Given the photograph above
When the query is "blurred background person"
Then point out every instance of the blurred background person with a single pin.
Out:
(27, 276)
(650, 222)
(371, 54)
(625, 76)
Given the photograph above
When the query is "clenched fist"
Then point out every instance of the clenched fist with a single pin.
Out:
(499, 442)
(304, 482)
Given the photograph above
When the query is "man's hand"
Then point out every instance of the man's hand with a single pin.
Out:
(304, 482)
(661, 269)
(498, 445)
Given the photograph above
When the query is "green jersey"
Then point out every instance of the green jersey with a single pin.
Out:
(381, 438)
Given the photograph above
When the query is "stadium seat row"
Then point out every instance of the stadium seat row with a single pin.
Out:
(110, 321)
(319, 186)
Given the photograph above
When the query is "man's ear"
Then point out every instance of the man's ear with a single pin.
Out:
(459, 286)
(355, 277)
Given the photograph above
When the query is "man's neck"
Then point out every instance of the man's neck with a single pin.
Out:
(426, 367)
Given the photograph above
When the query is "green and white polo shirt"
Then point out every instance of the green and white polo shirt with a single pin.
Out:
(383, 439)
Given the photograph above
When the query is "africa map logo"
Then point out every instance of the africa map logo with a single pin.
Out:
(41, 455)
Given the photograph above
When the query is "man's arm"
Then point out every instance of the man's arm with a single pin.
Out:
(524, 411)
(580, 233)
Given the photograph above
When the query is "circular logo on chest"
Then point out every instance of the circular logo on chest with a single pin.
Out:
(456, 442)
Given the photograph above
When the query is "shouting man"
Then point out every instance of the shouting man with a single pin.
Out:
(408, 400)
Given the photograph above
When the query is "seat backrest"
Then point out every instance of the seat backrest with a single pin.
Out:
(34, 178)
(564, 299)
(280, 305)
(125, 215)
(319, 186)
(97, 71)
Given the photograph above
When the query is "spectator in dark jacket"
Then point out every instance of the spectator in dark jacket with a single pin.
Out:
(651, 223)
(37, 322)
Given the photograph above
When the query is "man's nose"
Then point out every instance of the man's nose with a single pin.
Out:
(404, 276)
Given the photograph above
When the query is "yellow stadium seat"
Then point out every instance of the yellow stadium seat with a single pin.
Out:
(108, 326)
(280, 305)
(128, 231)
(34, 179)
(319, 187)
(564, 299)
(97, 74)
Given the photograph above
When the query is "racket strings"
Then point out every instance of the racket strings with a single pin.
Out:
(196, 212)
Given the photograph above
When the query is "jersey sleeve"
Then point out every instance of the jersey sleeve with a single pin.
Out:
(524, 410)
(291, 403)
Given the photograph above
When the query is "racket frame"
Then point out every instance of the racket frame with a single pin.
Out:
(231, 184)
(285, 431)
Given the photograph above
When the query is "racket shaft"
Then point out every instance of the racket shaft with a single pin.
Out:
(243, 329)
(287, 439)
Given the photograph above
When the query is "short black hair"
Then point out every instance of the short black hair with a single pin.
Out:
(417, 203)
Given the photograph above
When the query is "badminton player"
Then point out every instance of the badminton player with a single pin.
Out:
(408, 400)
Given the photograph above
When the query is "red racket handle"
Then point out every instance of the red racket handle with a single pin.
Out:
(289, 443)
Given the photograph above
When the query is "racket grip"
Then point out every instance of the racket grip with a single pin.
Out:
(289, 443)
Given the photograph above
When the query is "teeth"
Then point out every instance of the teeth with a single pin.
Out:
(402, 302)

_____

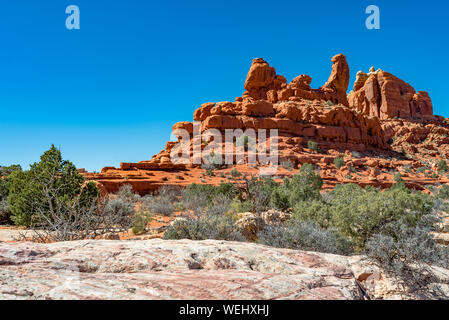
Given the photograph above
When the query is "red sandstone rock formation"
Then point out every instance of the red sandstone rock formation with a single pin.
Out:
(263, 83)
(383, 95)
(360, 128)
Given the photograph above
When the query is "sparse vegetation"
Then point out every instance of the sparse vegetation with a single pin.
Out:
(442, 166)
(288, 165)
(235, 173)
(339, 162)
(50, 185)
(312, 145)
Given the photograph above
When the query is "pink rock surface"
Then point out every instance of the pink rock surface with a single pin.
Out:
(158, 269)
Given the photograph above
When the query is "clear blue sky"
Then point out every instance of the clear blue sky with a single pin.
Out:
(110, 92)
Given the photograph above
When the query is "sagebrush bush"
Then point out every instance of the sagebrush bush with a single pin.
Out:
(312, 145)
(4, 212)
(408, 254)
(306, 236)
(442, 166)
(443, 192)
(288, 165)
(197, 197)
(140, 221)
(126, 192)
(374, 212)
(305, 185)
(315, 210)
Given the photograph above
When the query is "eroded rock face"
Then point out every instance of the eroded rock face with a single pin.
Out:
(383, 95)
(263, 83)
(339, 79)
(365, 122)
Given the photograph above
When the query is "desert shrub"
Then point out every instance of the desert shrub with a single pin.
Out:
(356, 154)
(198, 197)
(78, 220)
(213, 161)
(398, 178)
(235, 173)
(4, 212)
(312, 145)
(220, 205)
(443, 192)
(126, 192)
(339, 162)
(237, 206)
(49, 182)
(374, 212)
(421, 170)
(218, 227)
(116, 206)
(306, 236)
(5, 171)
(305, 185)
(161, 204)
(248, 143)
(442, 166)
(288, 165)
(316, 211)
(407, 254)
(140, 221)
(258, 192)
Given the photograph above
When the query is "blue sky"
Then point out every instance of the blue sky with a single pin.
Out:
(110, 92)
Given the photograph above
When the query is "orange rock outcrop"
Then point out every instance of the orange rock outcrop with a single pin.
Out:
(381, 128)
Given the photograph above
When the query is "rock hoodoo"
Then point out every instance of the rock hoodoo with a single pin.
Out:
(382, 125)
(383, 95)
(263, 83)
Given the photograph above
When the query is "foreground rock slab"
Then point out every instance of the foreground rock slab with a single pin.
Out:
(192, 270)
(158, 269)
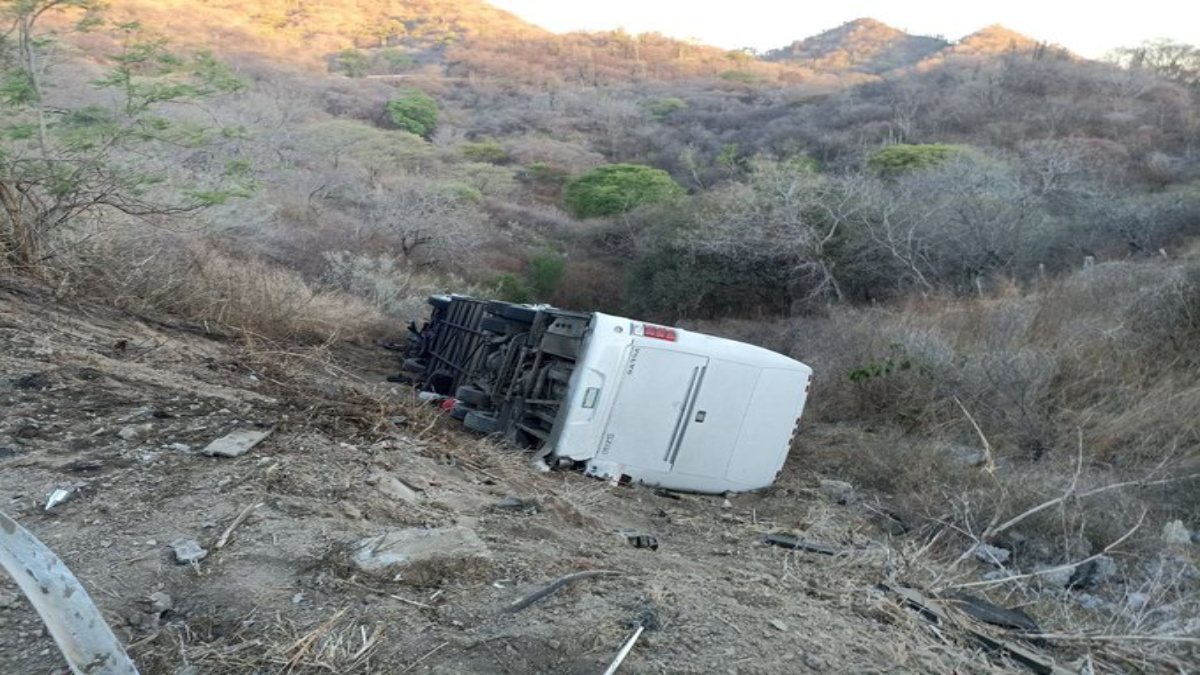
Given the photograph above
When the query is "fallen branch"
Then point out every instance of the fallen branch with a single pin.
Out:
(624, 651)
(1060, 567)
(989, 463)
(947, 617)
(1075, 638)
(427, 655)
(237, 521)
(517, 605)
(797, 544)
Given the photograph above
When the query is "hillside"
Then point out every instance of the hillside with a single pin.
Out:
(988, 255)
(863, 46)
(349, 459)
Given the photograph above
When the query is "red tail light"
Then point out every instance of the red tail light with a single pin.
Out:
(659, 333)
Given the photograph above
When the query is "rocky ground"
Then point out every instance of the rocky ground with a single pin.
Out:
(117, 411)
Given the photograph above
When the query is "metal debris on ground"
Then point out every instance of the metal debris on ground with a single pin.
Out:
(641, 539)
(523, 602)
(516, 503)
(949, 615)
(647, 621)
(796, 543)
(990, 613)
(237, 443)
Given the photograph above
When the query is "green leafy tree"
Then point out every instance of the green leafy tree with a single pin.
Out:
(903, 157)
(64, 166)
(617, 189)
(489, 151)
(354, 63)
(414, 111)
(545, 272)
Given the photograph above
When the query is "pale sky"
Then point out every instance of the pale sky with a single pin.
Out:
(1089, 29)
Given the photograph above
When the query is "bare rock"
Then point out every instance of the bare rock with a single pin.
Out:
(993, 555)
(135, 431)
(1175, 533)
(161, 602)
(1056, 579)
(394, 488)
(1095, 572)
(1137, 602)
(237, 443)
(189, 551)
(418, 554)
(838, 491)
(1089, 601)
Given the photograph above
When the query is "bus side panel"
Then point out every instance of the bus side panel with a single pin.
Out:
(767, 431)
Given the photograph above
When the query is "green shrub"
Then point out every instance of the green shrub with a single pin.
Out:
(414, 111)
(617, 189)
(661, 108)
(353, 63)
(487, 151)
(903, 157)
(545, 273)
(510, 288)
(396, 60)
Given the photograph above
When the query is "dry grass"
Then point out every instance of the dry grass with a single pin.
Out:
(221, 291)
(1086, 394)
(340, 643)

_____

◆ **STATED PROBLEM**:
State how many lines of the records above contain the string "frame", where case counts. Give only the number.

◆ **SOLUTION**:
2